Goal:
In the records below, find the line containing "Target: cactus trunk"; copy exactly that line and all lines after it to the end, and nothing else.

---

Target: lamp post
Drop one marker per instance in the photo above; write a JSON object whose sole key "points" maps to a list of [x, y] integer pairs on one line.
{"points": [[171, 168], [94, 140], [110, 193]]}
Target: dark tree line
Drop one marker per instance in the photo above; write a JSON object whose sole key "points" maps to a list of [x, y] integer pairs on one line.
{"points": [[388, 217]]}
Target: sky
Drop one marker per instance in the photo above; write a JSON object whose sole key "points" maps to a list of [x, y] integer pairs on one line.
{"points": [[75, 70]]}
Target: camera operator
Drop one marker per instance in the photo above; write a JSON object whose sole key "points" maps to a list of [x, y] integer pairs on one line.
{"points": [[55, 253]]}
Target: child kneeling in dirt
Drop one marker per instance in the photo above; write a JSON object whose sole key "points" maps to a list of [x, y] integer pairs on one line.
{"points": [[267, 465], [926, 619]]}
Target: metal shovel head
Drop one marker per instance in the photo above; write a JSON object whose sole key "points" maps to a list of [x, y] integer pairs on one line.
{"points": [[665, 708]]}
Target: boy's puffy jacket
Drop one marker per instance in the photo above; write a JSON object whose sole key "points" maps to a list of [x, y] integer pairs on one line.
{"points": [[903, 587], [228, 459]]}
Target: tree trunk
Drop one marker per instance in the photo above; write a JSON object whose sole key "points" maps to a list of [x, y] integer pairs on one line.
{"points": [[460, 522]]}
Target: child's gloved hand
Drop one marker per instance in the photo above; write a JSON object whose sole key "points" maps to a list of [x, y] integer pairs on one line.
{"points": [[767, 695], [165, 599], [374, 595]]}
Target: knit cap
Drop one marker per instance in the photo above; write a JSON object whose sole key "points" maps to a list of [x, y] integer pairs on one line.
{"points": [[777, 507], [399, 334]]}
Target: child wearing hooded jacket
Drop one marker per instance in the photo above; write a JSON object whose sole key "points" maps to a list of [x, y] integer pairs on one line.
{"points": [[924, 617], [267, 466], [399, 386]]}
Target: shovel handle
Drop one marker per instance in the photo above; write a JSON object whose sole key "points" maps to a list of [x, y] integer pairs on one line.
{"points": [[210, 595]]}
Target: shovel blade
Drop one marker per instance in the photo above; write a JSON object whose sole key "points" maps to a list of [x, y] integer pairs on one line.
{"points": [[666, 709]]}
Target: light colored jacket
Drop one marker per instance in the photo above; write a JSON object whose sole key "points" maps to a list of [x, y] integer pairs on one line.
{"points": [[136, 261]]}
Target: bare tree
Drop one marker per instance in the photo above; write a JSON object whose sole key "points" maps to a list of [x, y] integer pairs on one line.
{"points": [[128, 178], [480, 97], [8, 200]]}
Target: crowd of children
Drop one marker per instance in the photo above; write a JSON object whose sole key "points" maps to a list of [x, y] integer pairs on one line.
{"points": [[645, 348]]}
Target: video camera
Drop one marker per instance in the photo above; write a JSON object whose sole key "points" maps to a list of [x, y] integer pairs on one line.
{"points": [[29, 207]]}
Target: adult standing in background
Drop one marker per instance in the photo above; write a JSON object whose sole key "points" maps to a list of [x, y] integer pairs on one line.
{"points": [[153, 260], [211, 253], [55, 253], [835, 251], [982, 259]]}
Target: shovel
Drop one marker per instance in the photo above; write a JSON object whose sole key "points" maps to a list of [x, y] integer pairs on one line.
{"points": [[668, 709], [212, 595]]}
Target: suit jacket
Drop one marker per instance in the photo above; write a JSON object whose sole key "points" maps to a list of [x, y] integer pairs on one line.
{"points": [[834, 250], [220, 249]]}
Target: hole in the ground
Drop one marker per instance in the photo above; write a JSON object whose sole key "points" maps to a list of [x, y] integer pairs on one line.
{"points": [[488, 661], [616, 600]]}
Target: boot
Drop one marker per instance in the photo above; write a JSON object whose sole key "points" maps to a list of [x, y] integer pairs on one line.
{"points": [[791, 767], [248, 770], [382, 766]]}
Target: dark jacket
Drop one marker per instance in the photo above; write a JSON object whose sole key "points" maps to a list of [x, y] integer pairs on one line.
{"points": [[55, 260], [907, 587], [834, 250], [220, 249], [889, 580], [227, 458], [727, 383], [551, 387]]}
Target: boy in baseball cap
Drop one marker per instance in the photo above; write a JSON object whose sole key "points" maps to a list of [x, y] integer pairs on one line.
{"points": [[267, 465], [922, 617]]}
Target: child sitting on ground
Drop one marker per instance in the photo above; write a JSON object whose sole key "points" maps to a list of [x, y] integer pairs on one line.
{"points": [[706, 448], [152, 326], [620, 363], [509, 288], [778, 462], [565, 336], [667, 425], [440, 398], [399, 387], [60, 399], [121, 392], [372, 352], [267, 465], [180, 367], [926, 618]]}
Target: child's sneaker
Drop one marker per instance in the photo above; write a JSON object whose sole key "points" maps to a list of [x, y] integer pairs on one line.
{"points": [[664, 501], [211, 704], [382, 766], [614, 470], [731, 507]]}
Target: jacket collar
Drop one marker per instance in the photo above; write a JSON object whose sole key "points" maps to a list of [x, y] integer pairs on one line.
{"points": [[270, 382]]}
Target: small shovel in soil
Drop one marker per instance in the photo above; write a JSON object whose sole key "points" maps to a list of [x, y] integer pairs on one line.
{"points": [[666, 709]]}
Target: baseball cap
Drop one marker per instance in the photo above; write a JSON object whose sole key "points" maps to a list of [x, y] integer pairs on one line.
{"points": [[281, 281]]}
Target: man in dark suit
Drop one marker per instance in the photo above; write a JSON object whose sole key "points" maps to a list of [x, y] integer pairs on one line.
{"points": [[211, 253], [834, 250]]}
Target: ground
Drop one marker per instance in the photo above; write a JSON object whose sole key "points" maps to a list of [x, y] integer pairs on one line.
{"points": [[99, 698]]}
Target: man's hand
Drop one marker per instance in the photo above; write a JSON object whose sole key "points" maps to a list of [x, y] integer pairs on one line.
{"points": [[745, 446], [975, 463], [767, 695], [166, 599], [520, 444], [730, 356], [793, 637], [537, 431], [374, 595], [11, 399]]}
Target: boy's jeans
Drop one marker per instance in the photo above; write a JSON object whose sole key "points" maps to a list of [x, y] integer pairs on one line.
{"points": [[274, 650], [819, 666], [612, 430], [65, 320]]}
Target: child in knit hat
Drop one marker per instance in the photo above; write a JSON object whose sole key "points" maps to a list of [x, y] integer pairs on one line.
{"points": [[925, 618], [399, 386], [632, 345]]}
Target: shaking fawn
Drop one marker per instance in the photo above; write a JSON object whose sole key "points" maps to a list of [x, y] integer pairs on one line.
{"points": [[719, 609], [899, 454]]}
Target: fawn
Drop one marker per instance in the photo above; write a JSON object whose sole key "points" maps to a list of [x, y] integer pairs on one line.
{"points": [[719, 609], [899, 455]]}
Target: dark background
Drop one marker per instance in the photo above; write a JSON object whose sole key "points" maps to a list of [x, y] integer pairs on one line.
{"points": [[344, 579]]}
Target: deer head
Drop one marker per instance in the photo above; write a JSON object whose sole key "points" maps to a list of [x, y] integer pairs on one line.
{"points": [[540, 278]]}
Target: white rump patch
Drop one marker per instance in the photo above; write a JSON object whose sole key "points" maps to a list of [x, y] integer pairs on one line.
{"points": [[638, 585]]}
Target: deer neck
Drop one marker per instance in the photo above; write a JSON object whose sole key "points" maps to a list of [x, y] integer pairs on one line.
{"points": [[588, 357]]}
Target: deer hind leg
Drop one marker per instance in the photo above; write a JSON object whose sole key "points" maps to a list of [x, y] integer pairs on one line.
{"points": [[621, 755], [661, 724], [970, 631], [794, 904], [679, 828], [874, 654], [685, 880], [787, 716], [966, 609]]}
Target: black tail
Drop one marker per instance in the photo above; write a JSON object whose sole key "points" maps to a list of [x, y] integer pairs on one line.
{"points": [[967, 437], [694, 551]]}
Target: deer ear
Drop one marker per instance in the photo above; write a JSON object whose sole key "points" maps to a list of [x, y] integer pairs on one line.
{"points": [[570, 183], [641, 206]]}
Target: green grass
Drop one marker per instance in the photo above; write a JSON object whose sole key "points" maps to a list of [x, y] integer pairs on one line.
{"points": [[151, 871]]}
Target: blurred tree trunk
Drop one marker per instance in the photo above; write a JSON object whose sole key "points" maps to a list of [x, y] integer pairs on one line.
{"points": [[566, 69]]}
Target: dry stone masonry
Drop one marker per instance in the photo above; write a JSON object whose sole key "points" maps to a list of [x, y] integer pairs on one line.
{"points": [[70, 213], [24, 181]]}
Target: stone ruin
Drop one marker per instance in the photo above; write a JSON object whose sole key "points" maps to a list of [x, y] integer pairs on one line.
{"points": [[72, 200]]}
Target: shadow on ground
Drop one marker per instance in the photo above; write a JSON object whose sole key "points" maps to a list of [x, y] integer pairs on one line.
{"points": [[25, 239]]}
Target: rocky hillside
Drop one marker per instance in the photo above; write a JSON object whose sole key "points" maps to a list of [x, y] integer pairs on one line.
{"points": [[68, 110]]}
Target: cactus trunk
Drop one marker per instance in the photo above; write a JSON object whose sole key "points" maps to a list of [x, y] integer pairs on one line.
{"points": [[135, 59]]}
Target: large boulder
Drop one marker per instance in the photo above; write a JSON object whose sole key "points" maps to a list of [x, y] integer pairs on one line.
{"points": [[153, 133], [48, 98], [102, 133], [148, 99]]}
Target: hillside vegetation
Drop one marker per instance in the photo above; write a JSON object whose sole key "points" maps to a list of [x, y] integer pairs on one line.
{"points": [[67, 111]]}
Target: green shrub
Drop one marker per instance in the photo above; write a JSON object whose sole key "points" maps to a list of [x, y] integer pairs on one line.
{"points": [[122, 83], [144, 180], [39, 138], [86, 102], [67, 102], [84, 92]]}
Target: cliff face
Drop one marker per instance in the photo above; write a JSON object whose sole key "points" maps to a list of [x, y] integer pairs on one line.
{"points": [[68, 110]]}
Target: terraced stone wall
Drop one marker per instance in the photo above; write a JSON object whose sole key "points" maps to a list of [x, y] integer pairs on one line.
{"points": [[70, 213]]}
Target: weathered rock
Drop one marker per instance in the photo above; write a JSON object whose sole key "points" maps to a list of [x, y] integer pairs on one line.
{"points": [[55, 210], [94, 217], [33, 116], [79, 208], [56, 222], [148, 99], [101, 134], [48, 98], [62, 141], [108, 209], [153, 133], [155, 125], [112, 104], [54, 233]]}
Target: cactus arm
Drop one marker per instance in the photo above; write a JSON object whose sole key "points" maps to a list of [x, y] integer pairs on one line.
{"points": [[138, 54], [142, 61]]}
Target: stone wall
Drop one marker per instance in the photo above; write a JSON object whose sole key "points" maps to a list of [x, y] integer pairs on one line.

---

Task answer:
Target: cactus trunk
Drop one marker per instance in the photo above; write a JSON object whose sole key "points" maps to a list of [x, y] integer pairs on one line.
{"points": [[135, 59]]}
Target: large boulder
Drop one marker per instance in the photo above; write a JSON object whose sole key "points" maps to a list of [x, y] integer pairs on one line.
{"points": [[153, 133], [48, 98], [102, 133], [148, 99]]}
Target: hillside vegetation
Drop one marker per instance in the photo above; write a JSON object whose sole key "points" maps to a list of [x, y] integer pairs on one line.
{"points": [[67, 111]]}
Target: green shrub
Drop one marker per instance in the photo above; write a JSON object whose sole key "points" maps to a list of [x, y] integer pairs on one line.
{"points": [[122, 83], [144, 180], [39, 138], [86, 102], [67, 102], [84, 92]]}
Target: cliff face
Drop one marker per instance in the photo above; write a JSON object whose sole key "points" maps to a list of [x, y] integer pairs on one line.
{"points": [[68, 110]]}
Target: terraced stone wall
Drop one marker per instance in the photo above; write a JSON object whose sole key "points" maps to a list of [x, y] integer pairs on one line.
{"points": [[70, 213]]}
Target: weathered rock
Drop one marker per instance in the photo above; write a JSON object whose sole key "points" maps to a list of [x, y] integer pairs on one line.
{"points": [[55, 210], [94, 217], [33, 116], [79, 208], [56, 222], [148, 99], [101, 134], [48, 98], [62, 141], [108, 209], [153, 133], [155, 125], [112, 104], [54, 233]]}
Target: cactus arm
Drop one marker per instance in the photo above; write a JSON object whose sole key "points" maps to a list of [x, y] integer pairs on one line.
{"points": [[138, 54], [142, 61]]}
Target: stone wall
Drop one marker per instance in the photo above; write a JSON object whose sole key "points" maps to a list of [x, y] integer pairs on one line.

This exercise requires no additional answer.